Читаем Жизнь на восточном ветру. Между Петербургом и Мюнхеном полностью

По пути от Мута к Одеонплац, где у меня была назначена встреча с Генри Хейзел ером, на Бринерштрассе я неожиданно встретил Георга Мюллера. Когда я рассказал ему о том, что происходит в Петербурге, он рассердился: он этим господам не навязывался, он может прожить и без русских классиков. От волнения он шепелявил больше обычного, но в конце разговора поблагодарил меня за откровенность и просил держать его в курсе дела. Было видно, что он не знает, как ко мне относиться.

Задержавшись из-за этой встречи, я опоздал в Одеон- бар. Когда меня подвели к столу, за которым сидел Генри Хейзелер, он уже доедал свое рыбное блюдо, запивая его розовым вермутом «Чинзано», напитком тогда еще мне незнакомым.

Хейзелер был во многом моей копией, хотя и с несколько иными, чем у меня, предпосылками. Он был русским немцем, я — прибалтийским; он был из Петербурга, я туда только наезжал. Его отец был зажиточным коммерсантом, мой — государственным чиновником средней руки. Он входил в кружок Георге, я был только знаком с некоторыми его участниками. Он писал стихи и переводил с русского, он был аи fond [17] драматургом — все как у меня.

Он был щеголь и гурман, собирал книги. То есть общего было много.

Внешне, правда, не очень, ибо хотя он и был моего роста, но в чертах его было больше тяжелого литья. Широкий, большой лоб, мощный подбородок; сам не толстый, но мускулистый. И весь он был словно укоренен в самом себе, с сильным, хотя и не лишенным приятности чувством собственного Я.

Я слышал о нем уже много лет назад. Тогда он жил в Мюнхене, с богатой женой, в фешенебельном районе; Георге ходил к нему в гости и даже праздновал у него свои какие-то праздники. В Петербурге, где у его отца был прекрасный особняк, он бывал у Вячеслава Иванова, который отзывался о нем с большой похвалой. Он переложил на немецкий трагедию Вячеслава «Тантал» — труднейшая задача, но он справился с ней с блеском. Мы завязали отношения после того, как я напечатал рецензию на его драму «Петр и Алексей». Я расхвалил эту пьесу в «Аполлоне», после чего получил в Митаве любезное письмо от автора. С этого письма и началась наша переписка. И вот он сидел передо мной, да еще в моем мюнхенском кафе, где, оказывается, и он был завсегдатаем.

Генри, одиннадцатью годами старше меня, уже тогда был джентльменом, в то время как я еще был щенком, хотя, может быть, и вполне симпатичным, из которого еще могло что-то получиться. Я не знаю, под каким Генри родился знаком, но я думаю, что это должно быть что-то крепкое — Козерог или Телец. Некоторые мои любимые поэты — Ахим фон Арним, Карл Иммерман, ярко выраженные мужские типы, — могли выглядеть так же или быть такими же, как он; я же в ту пору был еще жеманный, рассеянный и не очень надежный романтик. Голос у него был какой-то слегка приглушенный, ему бы следовало быть позвонче. Когда он читал свои пьесы, что он тоже, как и я, любил делать, они немного теряли в его исполнении.
========
**Задания:**
[A] Согласуются ли с отрывком следующие утверждения? На каждое ответьте «да» или «нет» и дословно приведите слова отрывка, которые это решают.
(i) Хейзелер был старше рассказчика на одиннадцать лет.
(ii) Рассказчик пришел в Одеон-бар раньше Хейзелера.
(iii) Хейзелер был прибалтийским немцем.
[B] Выведите часть отрывка, начиная со слов «По пути от Мута» вплоть до слов «еще мне незнакомым.» включительно.

**Представленные данные:**
========
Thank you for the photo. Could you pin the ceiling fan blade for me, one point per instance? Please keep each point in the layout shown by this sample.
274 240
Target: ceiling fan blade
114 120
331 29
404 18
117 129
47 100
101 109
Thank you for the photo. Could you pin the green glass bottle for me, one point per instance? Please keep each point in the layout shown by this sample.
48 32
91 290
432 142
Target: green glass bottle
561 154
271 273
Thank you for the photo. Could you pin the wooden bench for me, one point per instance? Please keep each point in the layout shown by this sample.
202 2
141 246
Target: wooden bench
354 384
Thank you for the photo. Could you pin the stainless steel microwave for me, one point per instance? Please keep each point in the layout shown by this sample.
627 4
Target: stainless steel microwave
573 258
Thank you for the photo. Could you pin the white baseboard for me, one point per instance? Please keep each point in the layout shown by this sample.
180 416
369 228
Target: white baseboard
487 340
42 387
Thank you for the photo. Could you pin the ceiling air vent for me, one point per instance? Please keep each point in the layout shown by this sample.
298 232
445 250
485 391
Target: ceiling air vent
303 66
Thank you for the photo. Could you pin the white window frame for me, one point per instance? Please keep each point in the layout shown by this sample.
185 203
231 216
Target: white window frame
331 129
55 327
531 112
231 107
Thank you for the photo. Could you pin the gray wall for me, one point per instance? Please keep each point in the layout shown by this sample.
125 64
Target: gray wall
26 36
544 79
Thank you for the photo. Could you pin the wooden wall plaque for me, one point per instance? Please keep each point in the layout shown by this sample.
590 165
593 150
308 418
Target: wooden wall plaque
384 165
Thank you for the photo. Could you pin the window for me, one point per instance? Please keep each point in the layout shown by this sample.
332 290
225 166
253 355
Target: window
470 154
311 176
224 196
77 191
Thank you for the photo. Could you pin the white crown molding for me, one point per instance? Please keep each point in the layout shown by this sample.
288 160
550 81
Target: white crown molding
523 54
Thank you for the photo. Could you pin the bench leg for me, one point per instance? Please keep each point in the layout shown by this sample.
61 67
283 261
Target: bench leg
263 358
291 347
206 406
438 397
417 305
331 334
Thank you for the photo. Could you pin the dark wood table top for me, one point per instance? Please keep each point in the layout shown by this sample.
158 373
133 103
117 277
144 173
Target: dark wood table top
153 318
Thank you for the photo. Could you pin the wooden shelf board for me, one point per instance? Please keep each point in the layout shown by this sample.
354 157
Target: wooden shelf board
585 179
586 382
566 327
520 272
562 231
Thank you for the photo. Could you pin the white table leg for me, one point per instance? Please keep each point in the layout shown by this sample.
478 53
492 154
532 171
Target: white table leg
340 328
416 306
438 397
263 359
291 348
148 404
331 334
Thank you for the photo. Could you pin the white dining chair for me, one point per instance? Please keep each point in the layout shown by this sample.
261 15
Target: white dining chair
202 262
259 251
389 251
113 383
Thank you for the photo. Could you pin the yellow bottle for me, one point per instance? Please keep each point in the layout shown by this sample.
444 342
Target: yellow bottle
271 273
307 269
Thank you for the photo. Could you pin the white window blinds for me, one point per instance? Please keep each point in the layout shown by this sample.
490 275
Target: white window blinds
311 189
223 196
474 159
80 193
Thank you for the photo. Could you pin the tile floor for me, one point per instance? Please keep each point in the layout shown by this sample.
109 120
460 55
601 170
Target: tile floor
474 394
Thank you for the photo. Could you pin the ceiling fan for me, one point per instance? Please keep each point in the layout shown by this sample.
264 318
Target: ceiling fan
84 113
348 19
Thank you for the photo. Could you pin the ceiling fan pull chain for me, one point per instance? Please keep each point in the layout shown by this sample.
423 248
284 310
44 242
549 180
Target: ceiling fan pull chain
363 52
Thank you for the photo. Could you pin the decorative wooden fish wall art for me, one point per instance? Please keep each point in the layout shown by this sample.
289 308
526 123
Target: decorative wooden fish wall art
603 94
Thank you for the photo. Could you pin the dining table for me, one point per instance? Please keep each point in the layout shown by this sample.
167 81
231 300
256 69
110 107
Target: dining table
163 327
========
**Ответы к заданиям:**
[A]
(i) Да: «Генри, одиннадцатью годами старше меня».
(ii) Нет: «он уже доедал свое рыбное блюдо».
(iii) Нет: «Он был русским немцем, я — прибалтийским».

[B]
По пути от Мута к Одеонплац, где у меня была назначена встреча с Генри Хейзел ером, на Бринерштрассе я неожиданно встретил Георга Мюллера. Когда я рассказал ему о том, что происходит в Петербурге, он рассердился: он этим господам не навязывался, он может прожить и без русских классиков. От волнения он шепелявил больше обычного, но в конце разговора поблагодарил меня за откровенность и просил держать его в курсе дела. Было видно, что он не знает, как ко мне относиться.

Задержавшись из-за этой встречи, я опоздал в Одеон- бар. Когда меня подвели к столу, за которым сидел Генри Хейзелер, он уже доедал свое рыбное блюдо, запивая его розовым вермутом «Чинзано», напитком тогда еще мне незнакомым.